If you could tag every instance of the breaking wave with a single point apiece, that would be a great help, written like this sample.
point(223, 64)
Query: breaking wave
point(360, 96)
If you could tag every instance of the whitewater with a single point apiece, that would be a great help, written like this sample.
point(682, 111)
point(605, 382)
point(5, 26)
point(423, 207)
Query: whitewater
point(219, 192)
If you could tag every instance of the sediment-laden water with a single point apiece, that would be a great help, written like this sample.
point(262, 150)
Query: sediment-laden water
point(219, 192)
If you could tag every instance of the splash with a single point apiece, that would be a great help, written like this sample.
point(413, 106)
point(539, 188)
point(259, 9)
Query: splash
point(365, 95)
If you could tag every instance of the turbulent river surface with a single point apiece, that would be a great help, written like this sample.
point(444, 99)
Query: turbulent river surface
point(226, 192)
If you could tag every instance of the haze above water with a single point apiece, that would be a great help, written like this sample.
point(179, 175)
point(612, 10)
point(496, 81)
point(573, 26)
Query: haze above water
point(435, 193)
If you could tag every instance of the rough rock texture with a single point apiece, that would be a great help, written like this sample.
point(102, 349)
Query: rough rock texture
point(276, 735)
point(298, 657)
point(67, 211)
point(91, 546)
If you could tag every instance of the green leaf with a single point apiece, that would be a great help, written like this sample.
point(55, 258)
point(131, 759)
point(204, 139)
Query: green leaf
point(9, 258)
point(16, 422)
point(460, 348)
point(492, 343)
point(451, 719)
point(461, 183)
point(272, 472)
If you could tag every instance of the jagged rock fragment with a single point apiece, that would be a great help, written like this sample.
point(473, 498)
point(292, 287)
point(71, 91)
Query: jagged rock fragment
======
What you have to do
Starting at the first entry and ending at the last, reproduce each one exactly.

Result
If you could tag every instance of the breaking wave with a single point apiece, that would be a great help, written like this sample.
point(223, 64)
Query: breaking wave
point(360, 96)
If you could tag every instance of the whitewater with a single point apiece, that would be a great help, written like this sample.
point(682, 111)
point(605, 382)
point(5, 26)
point(423, 207)
Query: whitewater
point(219, 192)
If you could tag every instance of the sediment-laden water with a single point apiece, that would be a great help, written like this sample.
point(262, 150)
Query: sediment-laden water
point(219, 192)
If you could tag every instance of the splash with a single point apiece, that would be a great help, written like this sample.
point(413, 106)
point(539, 188)
point(259, 9)
Query: splash
point(365, 95)
If you could tag every instance of the turbulent river surface with a single point apiece, that would be a great help, written like this sample.
point(444, 99)
Query: turbulent river surface
point(226, 192)
If you could tag every instance of the haze above water with a single point apiece, that would be a great help, written like this sample.
point(179, 175)
point(612, 10)
point(496, 81)
point(573, 26)
Query: haze above water
point(435, 193)
If you could tag every instance of the rough rock texture with a single point apiece, that would be a great help, written like this sample.
point(102, 349)
Query: rough rock texture
point(276, 735)
point(298, 657)
point(67, 211)
point(91, 546)
If you could tag every instance of the green leaf with a single point apiece, that would be a great help, written like this sample.
point(55, 258)
point(131, 759)
point(204, 139)
Query: green leaf
point(9, 258)
point(16, 422)
point(460, 348)
point(492, 343)
point(451, 719)
point(461, 183)
point(272, 472)
If you could tag every instance of the jagged rock fragment with a single point apiece, that would be a great help, written like this sample.
point(473, 498)
point(292, 287)
point(71, 91)
Query: jagged rock fragment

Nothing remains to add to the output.